EXERCISE SET.
**a)** From the Hong Kong thread below, copy the part that opens with the words containing "WI: Britain keeps" and closes with "war against China?".
**b)** For each statement, say whether it agrees with the Hong Kong thread below. Answer yes or no and quote the deciding words of the thread. (i) Hong Kong proper was held on the 99-year lease. (ii) Kowloon started out as a leased territory. (iii) The First Convention of Peking was in 1860.

TEXT.
━━━
WI: Britain keeps Hong Kong "in perpetuity"

What if the British keeps Hong Kong and its New Territories forever instead of a 99 year lease? How will this affect relations with China in the following 20th century?
 

kernals12

Banned
What if the British keeps Hong Kong and its New Territories forever instead of a 99 year lease? How will this affect relations with China in the following 20th century?
Just how does Britain keep Hong Kong "in perpetuity"? Do you think Britain has any chance in a war against China?
 
What if the British keeps Hong Kong and its New Territories forever instead of a 99 year lease?

Hong Kong proper was already ceded in perpetuity. It was the New Territories that were on the 99-year lease, instead. The easiest way, therefore, to get the New Territories ceded in perpetuity would be around the same time as when Kowloon (which started out also as a leased territory) was ceded - which requires a pre-1900 POD, with the First Convention of Peking in 1860.
 
Hong Kong proper was already ceded in perpetuity. It was the New Territories that were on the 99-year lease, instead. The easiest way, therefore, to get the New Territories ceded in perpetuity would be around the same time as when Kowloon (which started out also as a leased territory) was ceded - which requires a pre-1900 POD, with the First Convention of Peking in 1860.

And as I noted it will mean about as much as Portugal's right to "perpetual occupation and government of Macao"...
 

Khanzeer

Banned
What if after Tiananmen square incident
The Chinese to divert attention from home take over Hong Kong?
Do British respond?
If so what can they do ?
Falklands retake ?
━━━
ITEMS.
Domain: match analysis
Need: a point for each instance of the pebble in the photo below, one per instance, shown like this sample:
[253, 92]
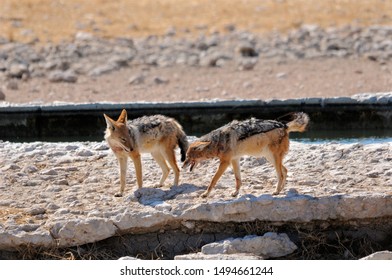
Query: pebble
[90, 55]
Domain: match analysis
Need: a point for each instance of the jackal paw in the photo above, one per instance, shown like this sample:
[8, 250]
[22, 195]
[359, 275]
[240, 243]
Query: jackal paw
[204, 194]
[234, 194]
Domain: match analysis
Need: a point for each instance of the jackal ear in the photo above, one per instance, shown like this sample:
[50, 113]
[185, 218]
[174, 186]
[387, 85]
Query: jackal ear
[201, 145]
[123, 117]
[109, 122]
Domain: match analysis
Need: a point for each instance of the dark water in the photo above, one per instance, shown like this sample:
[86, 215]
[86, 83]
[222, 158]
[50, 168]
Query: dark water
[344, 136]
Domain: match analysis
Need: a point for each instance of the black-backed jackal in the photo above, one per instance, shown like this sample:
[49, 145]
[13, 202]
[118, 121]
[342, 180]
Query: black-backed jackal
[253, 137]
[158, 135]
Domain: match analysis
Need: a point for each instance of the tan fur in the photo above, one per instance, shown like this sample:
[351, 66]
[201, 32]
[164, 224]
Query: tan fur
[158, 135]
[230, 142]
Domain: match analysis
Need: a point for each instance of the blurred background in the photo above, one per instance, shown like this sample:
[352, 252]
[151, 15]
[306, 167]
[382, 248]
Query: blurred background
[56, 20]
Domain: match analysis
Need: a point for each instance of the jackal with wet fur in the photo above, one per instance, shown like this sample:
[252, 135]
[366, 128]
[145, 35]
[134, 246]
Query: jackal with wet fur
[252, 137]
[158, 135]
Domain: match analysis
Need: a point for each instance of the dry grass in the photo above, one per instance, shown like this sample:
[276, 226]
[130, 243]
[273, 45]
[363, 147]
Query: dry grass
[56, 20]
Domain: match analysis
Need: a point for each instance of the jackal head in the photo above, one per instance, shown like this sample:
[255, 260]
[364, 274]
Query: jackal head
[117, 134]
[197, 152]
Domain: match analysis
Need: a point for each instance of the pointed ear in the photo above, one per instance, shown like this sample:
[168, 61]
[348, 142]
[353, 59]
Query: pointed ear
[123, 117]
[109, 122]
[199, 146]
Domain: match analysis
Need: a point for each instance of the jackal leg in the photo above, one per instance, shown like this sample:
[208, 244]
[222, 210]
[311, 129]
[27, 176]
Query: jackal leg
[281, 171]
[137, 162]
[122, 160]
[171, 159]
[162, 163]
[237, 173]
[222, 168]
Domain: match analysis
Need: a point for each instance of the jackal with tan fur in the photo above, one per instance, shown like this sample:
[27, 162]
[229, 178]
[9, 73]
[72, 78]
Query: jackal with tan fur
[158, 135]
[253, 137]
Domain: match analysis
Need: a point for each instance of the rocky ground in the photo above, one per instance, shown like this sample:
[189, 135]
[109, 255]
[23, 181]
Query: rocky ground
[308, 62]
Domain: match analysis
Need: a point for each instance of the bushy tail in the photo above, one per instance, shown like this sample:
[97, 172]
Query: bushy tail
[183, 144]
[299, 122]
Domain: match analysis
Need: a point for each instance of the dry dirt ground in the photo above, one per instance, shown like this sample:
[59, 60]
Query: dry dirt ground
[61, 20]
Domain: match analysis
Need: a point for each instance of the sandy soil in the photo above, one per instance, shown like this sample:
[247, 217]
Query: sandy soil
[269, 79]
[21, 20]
━━━
ANSWERS TO THE PROBLEMS.
**a)**
WI: Britain keeps Hong Kong "in perpetuity"

What if the British keeps Hong Kong and its New Territories forever instead of a 99 year lease? How will this affect relations with China in the following 20th century?
 

kernals12

Banned
What if the British keeps Hong Kong and its New Territories forever instead of a 99 year lease? How will this affect relations with China in the following 20th century?
Just how does Britain keep Hong Kong "in perpetuity"? Do you think Britain has any chance in a war against China?

**b)**
(i) No: "Hong Kong proper was already ceded in perpetuity. It was the New Territories that were on the 99-year lease, instead."
(ii) Yes: "Kowloon (which started out also as a leased territory)"
(iii) Yes: "with the First Convention of Peking in 1860"